----- DATA IN THIS EXERCISE -----

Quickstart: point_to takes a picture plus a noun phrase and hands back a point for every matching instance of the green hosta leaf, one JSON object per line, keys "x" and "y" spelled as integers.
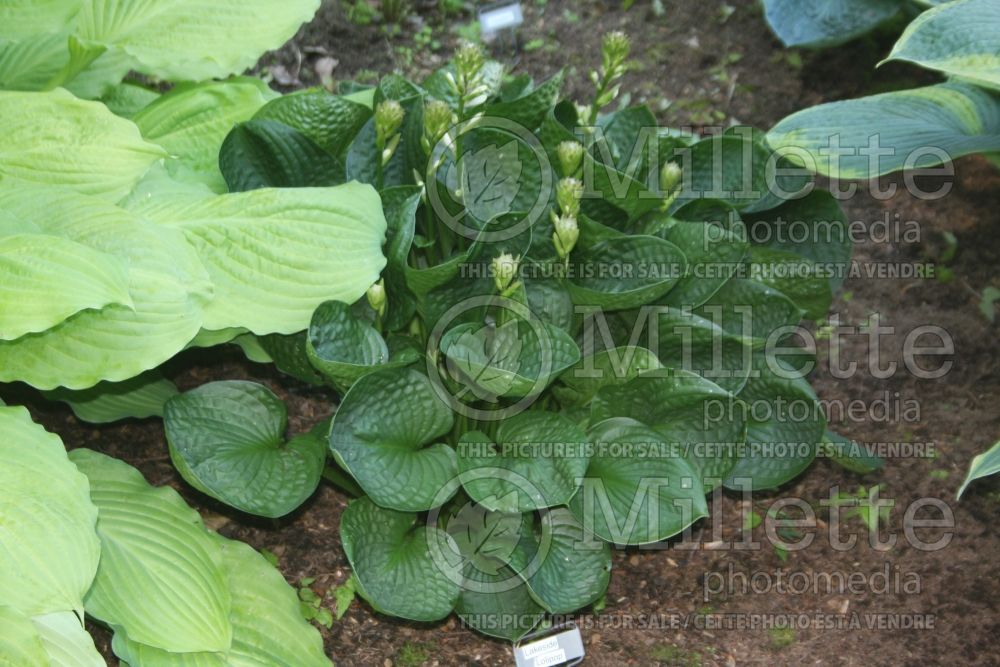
{"x": 140, "y": 397}
{"x": 191, "y": 121}
{"x": 379, "y": 435}
{"x": 958, "y": 38}
{"x": 266, "y": 153}
{"x": 535, "y": 462}
{"x": 826, "y": 23}
{"x": 46, "y": 521}
{"x": 518, "y": 358}
{"x": 161, "y": 577}
{"x": 733, "y": 167}
{"x": 529, "y": 110}
{"x": 186, "y": 40}
{"x": 625, "y": 272}
{"x": 268, "y": 628}
{"x": 405, "y": 569}
{"x": 714, "y": 241}
{"x": 575, "y": 567}
{"x": 923, "y": 127}
{"x": 785, "y": 423}
{"x": 228, "y": 440}
{"x": 167, "y": 286}
{"x": 800, "y": 279}
{"x": 750, "y": 309}
{"x": 274, "y": 255}
{"x": 814, "y": 227}
{"x": 287, "y": 353}
{"x": 66, "y": 641}
{"x": 19, "y": 641}
{"x": 45, "y": 279}
{"x": 331, "y": 122}
{"x": 631, "y": 499}
{"x": 80, "y": 145}
{"x": 983, "y": 465}
{"x": 693, "y": 415}
{"x": 344, "y": 348}
{"x": 603, "y": 368}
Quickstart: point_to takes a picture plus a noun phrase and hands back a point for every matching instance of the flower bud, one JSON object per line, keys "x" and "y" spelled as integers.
{"x": 570, "y": 156}
{"x": 504, "y": 268}
{"x": 438, "y": 119}
{"x": 566, "y": 234}
{"x": 388, "y": 119}
{"x": 377, "y": 298}
{"x": 670, "y": 178}
{"x": 468, "y": 60}
{"x": 569, "y": 191}
{"x": 615, "y": 48}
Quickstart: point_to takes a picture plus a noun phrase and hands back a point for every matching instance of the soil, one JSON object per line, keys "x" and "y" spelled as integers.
{"x": 688, "y": 74}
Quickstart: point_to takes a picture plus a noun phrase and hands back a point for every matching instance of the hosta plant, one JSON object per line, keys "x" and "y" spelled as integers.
{"x": 917, "y": 128}
{"x": 558, "y": 356}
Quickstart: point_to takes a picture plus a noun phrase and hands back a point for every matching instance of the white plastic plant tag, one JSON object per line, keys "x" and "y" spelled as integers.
{"x": 563, "y": 648}
{"x": 500, "y": 16}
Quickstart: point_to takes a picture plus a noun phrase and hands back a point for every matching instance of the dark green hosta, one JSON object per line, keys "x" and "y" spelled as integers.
{"x": 548, "y": 366}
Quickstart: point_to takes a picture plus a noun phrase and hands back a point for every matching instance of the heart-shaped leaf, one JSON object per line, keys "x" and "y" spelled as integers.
{"x": 380, "y": 433}
{"x": 637, "y": 490}
{"x": 344, "y": 347}
{"x": 536, "y": 462}
{"x": 227, "y": 439}
{"x": 405, "y": 568}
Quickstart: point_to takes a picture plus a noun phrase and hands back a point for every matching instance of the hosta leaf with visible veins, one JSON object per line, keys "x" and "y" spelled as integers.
{"x": 161, "y": 577}
{"x": 536, "y": 462}
{"x": 274, "y": 255}
{"x": 80, "y": 145}
{"x": 518, "y": 358}
{"x": 268, "y": 628}
{"x": 49, "y": 545}
{"x": 228, "y": 440}
{"x": 380, "y": 435}
{"x": 167, "y": 286}
{"x": 405, "y": 568}
{"x": 630, "y": 498}
{"x": 45, "y": 279}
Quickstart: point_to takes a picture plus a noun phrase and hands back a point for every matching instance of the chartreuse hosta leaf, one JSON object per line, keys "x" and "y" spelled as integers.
{"x": 517, "y": 358}
{"x": 536, "y": 461}
{"x": 192, "y": 120}
{"x": 228, "y": 440}
{"x": 638, "y": 488}
{"x": 922, "y": 127}
{"x": 274, "y": 255}
{"x": 185, "y": 40}
{"x": 343, "y": 347}
{"x": 45, "y": 279}
{"x": 47, "y": 521}
{"x": 381, "y": 433}
{"x": 53, "y": 138}
{"x": 167, "y": 288}
{"x": 140, "y": 397}
{"x": 694, "y": 416}
{"x": 66, "y": 641}
{"x": 785, "y": 423}
{"x": 826, "y": 23}
{"x": 404, "y": 568}
{"x": 958, "y": 38}
{"x": 983, "y": 465}
{"x": 161, "y": 577}
{"x": 268, "y": 628}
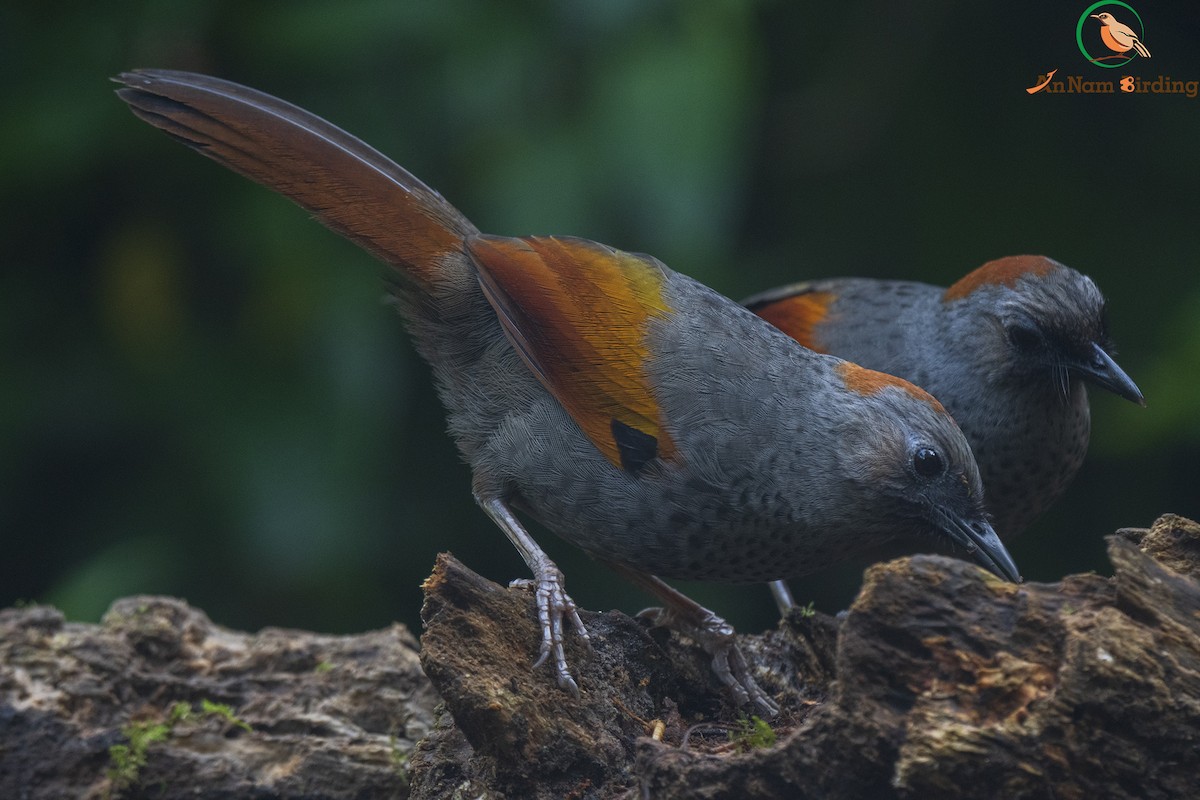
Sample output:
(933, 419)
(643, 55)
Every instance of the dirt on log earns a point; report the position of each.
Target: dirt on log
(939, 681)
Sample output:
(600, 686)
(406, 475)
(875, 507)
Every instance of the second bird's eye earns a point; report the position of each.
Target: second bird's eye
(928, 463)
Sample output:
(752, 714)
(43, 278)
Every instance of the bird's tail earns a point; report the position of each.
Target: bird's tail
(346, 184)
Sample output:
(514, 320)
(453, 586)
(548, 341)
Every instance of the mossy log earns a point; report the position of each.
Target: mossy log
(939, 681)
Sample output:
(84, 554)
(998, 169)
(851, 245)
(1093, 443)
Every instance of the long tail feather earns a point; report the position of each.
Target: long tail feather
(349, 186)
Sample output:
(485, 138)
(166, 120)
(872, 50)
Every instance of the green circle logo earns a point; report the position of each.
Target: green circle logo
(1115, 52)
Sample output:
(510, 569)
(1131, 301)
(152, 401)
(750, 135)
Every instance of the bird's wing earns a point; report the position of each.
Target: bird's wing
(797, 310)
(579, 314)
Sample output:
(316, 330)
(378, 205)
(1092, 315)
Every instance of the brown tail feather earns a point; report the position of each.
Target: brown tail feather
(349, 186)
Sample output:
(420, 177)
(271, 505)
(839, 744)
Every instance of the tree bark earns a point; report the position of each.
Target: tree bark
(939, 681)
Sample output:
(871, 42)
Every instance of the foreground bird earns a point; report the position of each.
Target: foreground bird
(634, 411)
(1008, 349)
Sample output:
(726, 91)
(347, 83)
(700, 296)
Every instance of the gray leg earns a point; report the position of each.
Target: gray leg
(553, 602)
(783, 596)
(685, 615)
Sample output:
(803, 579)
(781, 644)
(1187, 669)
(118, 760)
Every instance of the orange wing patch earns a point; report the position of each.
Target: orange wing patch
(1002, 271)
(798, 314)
(577, 313)
(868, 382)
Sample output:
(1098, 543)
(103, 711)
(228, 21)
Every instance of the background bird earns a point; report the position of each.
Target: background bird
(1008, 349)
(634, 411)
(1120, 37)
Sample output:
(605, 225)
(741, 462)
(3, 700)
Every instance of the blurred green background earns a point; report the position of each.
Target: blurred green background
(203, 395)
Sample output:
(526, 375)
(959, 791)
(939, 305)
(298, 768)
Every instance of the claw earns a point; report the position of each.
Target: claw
(555, 605)
(547, 582)
(689, 618)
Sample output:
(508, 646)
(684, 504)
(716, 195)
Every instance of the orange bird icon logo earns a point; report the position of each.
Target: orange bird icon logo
(1120, 37)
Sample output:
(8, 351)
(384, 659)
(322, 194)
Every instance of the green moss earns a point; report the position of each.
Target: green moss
(751, 734)
(126, 761)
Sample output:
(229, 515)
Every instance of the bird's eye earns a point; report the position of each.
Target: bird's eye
(1024, 337)
(928, 463)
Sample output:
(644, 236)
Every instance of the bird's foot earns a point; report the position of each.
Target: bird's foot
(553, 606)
(719, 641)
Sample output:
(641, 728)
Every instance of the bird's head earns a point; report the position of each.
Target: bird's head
(912, 470)
(1039, 322)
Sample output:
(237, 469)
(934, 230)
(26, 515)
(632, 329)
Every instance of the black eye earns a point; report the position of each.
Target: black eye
(1024, 337)
(928, 463)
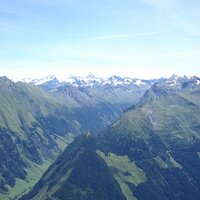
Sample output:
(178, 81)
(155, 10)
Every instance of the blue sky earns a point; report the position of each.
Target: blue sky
(138, 38)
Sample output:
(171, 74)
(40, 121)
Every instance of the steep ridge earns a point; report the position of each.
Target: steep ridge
(96, 100)
(162, 137)
(79, 173)
(34, 128)
(152, 151)
(37, 126)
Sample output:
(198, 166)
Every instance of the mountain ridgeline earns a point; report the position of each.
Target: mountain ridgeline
(37, 121)
(151, 153)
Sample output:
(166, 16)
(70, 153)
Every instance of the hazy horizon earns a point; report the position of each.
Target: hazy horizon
(144, 39)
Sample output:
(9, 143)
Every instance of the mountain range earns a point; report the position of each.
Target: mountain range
(151, 152)
(37, 121)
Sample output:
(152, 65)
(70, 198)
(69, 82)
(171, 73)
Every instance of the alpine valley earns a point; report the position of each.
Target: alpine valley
(38, 118)
(132, 139)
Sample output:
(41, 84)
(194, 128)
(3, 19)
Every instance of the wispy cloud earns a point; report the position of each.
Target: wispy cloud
(128, 35)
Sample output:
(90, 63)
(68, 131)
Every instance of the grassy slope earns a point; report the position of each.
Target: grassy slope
(22, 105)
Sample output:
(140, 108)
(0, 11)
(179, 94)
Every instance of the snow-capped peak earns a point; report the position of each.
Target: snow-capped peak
(90, 80)
(37, 81)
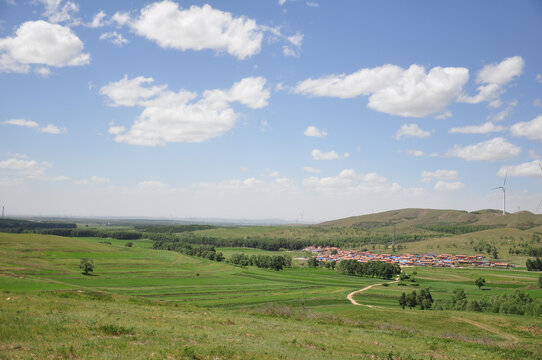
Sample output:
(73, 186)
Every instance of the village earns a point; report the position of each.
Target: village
(443, 260)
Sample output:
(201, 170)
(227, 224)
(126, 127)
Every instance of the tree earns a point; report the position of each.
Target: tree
(412, 300)
(480, 282)
(403, 301)
(87, 265)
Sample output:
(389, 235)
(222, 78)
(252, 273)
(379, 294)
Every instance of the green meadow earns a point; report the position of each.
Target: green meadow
(141, 303)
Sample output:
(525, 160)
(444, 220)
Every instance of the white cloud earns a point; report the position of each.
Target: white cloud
(60, 11)
(49, 129)
(175, 116)
(494, 77)
(21, 122)
(486, 128)
(114, 38)
(198, 28)
(411, 130)
(98, 20)
(41, 43)
(528, 169)
(330, 155)
(350, 182)
(491, 150)
(532, 130)
(152, 185)
(25, 168)
(314, 131)
(53, 129)
(121, 18)
(393, 90)
(416, 153)
(444, 115)
(500, 116)
(93, 180)
(130, 92)
(428, 176)
(449, 186)
(311, 170)
(296, 41)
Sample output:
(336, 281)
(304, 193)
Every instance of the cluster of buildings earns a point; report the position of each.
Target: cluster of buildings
(443, 260)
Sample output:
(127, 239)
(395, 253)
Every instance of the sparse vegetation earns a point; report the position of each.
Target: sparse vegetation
(87, 266)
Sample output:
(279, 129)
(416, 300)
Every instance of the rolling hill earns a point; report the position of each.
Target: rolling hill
(405, 218)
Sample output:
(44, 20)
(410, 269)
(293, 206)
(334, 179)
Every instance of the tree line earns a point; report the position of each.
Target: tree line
(275, 262)
(89, 232)
(534, 265)
(370, 268)
(204, 251)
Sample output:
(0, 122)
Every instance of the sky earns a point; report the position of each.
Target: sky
(297, 110)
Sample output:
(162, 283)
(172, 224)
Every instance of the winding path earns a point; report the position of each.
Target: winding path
(511, 338)
(350, 296)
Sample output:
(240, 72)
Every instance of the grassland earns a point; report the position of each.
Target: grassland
(144, 303)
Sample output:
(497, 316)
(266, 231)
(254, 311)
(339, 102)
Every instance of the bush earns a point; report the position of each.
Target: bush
(87, 266)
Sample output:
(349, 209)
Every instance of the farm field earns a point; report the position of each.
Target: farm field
(144, 303)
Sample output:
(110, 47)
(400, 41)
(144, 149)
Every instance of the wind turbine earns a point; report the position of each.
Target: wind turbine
(540, 203)
(503, 188)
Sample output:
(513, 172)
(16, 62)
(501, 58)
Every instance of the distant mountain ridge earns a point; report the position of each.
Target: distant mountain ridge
(403, 218)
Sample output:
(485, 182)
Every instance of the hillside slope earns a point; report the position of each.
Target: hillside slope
(404, 218)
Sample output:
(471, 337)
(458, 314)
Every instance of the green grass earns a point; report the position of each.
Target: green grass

-----

# [YOUR TASK]
Select every line of the records containing the word "sparse" and copy those lines out. Case counts.

# [COMPLETED TASK]
Every instance of the sparse vegetation earns a point; report the position of each.
Target: sparse vegetation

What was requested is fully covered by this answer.